▶ **Requirements**:
**a)** List every proper name that appears in the passage below about SAP's HANA database.
**b)** Resume the passage below about SAP's HANA database, picking up after its final sentence.

▶ **Reading text**:
— Start —

Some of us are of the view that HANA as a database provides the opportunity for SAP to break the market deadlock that exists between itself and Oracle while at the same time solving the relatively slow adoption of HANA among SAPs large customer base. We are of the belief that SAP should bundle the database but charge more for the new applications and especially those that deliver quantum value. I have seen apps that I would willingly recommend carry a seven or eoght figure price tag because the use cases are so obvious and painful that the price would absolutely be justified. However, HANA is a database and while speedy, it is in a class of technology that has become commodotised. It is infrastructure the cost of which is collapsing left and right.

If you recognize that as a fact, then it is a small step to shrugging and offering customers more than cost parity for that part of their SAP landscape. SAP and some analysts say this would lead to accusations of dumping for which the company could get into trouble. On stage, Plattner said the company does not want to fall into that trap. And knowing just how powerful SAPs legal department has becomes then it is understandable that the company is shy of going down that road.

— End —

▶ **Material**:

— Start —

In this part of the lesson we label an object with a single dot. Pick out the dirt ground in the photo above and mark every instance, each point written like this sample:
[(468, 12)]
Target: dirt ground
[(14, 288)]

— End —

▶ **Outputs**:
**a)** SAP, HANA, Oracle, Plattner

**b)**
But seriously, if customers were offered that opportunity can anyone honestly see a court upholding a situation where customers pay more for something they could have bundled at a better price? That would be insane and totally undermine the concept of market competition as I understand the term. More to the point, I don't see anyone bitching at Salesforce.com's Force.com platform which is pretty much free of cost (by comparison) but which serves as a powerful on ramp for hundreds of thousands of applications in the Salesforce.com catalog. You cannot convince me that Salesforce.com does not draw a significant amount of core business uplift purely because the AppExchange provides the add on applications customers need. And what is that? A database. 

Concluding thoughts

SAP is naturally cautious of protecting its customer base. It has to as it finds itself coming under increasing pressure from the SaaS players and, over time from the players who offer low cost platforms. While Vinnie talks enthusiastically about Amazon economics as a proxy for pricing, he misses the fact that Amazon's cloud cannot handle large scale businesses. The comparison therefore is based upon a false premise for SAP's core customers but does not preclude SAP from taking the cost bull by the horns and swinging for the fences on this topic. However, this does not negate the subtext of Vinnie's snark: SAP needs to be much bolder. The good news is that some of its most enthusiastic 'fanboys' are pushing the company hard at very senior levels to do exactly that. And as many will know - these things take time at a company of such size. 

SAP's top few thousand customers may well remain loyal in this next wave of transition but it is that vulnerable middle tier where things get really tricky. In my view SAP missed a unique opportunity to do something that would be truly disruptive and allow it to start getting serious scale for HANA adoption. Price parity for the database may be welcome and an interim necessity but it isn't enough.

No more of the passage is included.